**Textausschnitt**.
========================================================================

Seit ihrer Gründung im Nachklang der Protestbewegungen gegen Hartz IV, die Agenda 2010 sowie die Kriege in Afghanistan und Irak haben sich die Gewichte in der Partei jedoch verschoben. Der Reformerflügel hat seinen Einfluss ausgeweitet, während der linke Flügel auf Bundesebene paralysiert ist.
Einen Anteil daran hat das Zweckbündnis von Teilen der vor wenigen Jahren als »neuer linker Flügel« angetretenen Bewegungslinken mit Teilen der Reformer, die inzwischen bestenfalls als neues Zentrum mit starker Apparatverankerung agiert.
Am deutlichsten tritt diese Verschiebung an der Frage von Krieg und Frieden zu Tage. Waren die Reformer mit ihrer Forderung nach Aufweichung des prinzipiellen Neins zu Auslandseinsätzen jahrelang in der Defensive, hat es inzwischen keine Konsequenz mehr, wenn ein Teil der Europafraktion sich bei den Ukraine-Resolutionen der EU enthält oder sogar dafür stimmt, obwohl damit Waffenlieferungen befürwortet werden. Die Partei versinkt auf zentraler Ebene in Passivität, wenn es um Protest gegen den genozidalen Krieg Israels in Gaza geht.

========================================================================

**Arbeitsanweisungen**.
A – Übersetzen Sie aus dem Textausschnitt den Satz „Am deutlichsten tritt diese Verschiebung an der Frage von Krieg und Frieden zu Tage.“ ins Englische.
B – Schreiben Sie den Textausschnitt von „Einen Anteil daran“ bis einschließlich „starker Apparatverankerung agiert.“ wortgetreu ab.
Die Zeilen spielen für diese Aufgaben keine Rolle.

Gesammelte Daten
========================================================================

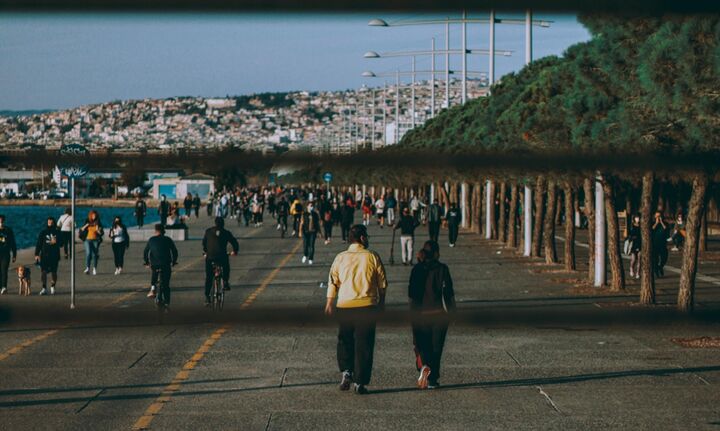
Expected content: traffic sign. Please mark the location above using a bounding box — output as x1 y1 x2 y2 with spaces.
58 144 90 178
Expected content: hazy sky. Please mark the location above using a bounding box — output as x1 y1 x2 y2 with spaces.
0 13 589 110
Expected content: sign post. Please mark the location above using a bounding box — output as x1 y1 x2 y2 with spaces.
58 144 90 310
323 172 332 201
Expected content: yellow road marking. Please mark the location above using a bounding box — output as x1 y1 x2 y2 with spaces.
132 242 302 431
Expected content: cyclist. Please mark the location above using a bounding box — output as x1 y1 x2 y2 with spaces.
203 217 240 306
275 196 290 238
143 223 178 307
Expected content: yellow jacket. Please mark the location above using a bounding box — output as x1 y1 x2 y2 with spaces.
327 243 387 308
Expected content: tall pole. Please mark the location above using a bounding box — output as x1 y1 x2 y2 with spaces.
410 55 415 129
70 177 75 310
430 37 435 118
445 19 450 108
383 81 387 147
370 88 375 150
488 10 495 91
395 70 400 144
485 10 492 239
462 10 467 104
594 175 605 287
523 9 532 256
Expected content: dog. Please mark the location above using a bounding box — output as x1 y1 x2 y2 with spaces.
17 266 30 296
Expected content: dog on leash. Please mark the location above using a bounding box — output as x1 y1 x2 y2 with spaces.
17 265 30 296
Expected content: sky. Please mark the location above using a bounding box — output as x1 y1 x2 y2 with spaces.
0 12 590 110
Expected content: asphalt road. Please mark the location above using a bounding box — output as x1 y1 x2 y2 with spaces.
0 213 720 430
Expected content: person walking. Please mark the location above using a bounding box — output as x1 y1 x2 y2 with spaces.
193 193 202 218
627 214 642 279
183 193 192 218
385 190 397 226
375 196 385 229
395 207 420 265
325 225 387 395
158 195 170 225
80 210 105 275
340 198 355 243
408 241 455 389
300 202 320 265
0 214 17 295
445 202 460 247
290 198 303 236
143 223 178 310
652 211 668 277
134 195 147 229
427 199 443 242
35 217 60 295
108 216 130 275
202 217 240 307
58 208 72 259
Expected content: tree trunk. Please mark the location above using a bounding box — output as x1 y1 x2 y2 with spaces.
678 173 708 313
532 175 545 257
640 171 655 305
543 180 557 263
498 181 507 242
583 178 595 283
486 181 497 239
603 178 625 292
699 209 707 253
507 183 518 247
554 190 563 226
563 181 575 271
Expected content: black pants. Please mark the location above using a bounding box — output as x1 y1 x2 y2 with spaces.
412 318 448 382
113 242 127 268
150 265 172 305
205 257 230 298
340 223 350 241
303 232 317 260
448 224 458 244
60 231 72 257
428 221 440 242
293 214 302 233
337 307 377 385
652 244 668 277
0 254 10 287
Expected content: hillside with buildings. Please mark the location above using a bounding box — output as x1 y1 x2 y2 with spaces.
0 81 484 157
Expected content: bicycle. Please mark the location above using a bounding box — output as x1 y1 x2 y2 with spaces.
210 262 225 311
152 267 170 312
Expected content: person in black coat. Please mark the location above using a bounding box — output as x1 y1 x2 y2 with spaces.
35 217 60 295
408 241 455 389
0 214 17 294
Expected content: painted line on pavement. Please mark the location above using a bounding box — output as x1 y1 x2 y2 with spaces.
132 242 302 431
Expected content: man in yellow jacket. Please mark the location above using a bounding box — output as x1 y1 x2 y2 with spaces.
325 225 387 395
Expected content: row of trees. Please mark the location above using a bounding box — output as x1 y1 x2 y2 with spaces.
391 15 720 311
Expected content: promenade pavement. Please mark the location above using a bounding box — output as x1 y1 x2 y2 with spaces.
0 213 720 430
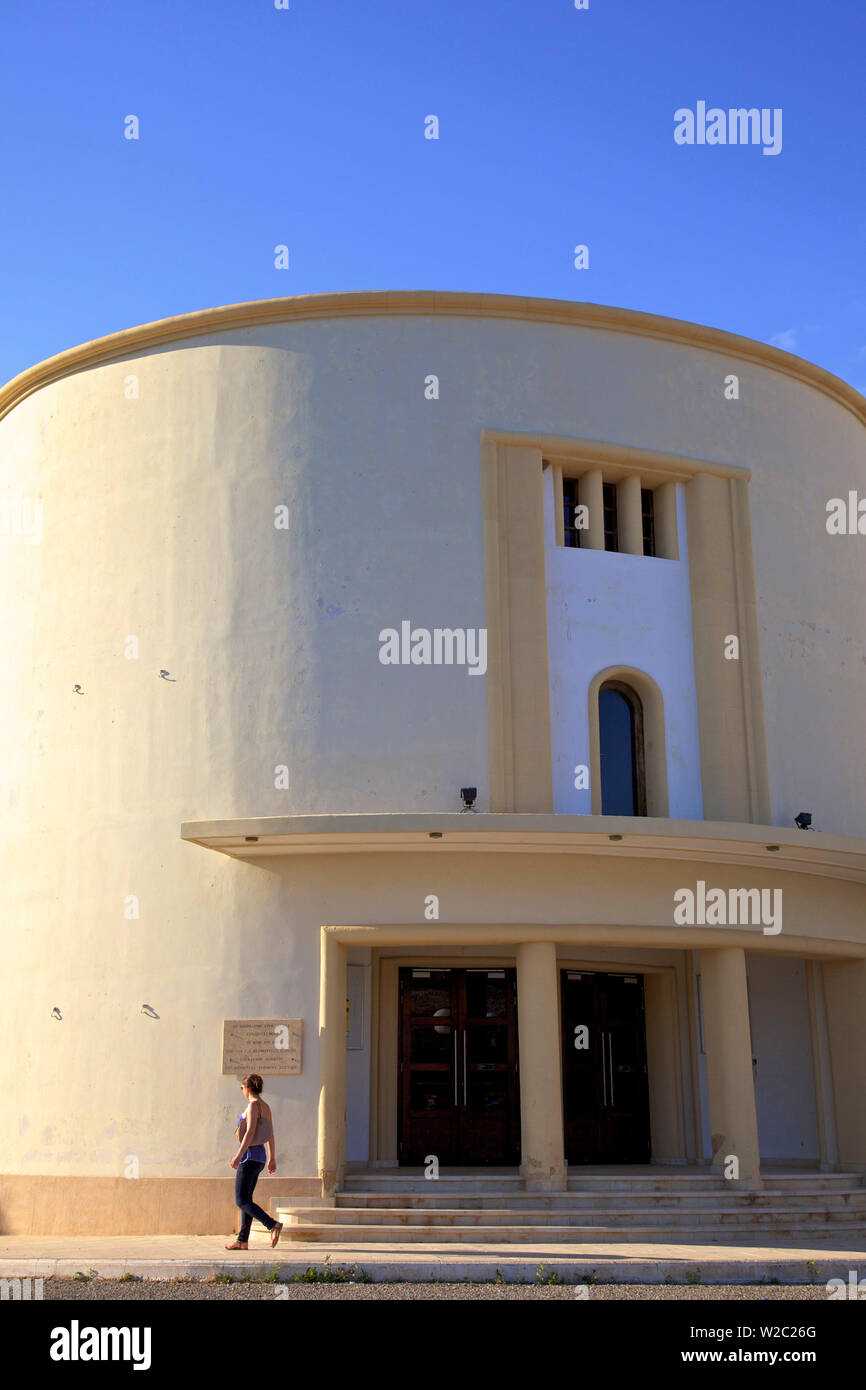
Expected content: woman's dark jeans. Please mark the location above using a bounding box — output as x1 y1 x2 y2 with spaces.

========================================================================

**Lösungen**.
A – This shift is most clearly evident in the question of war and peace.

B –
Einen Anteil daran hat das Zweckbündnis von Teilen der vor wenigen Jahren als »neuer linker Flügel« angetretenen Bewegungslinken mit Teilen der Reformer, die inzwischen bestenfalls als neues Zentrum mit starker Apparatverankerung agiert.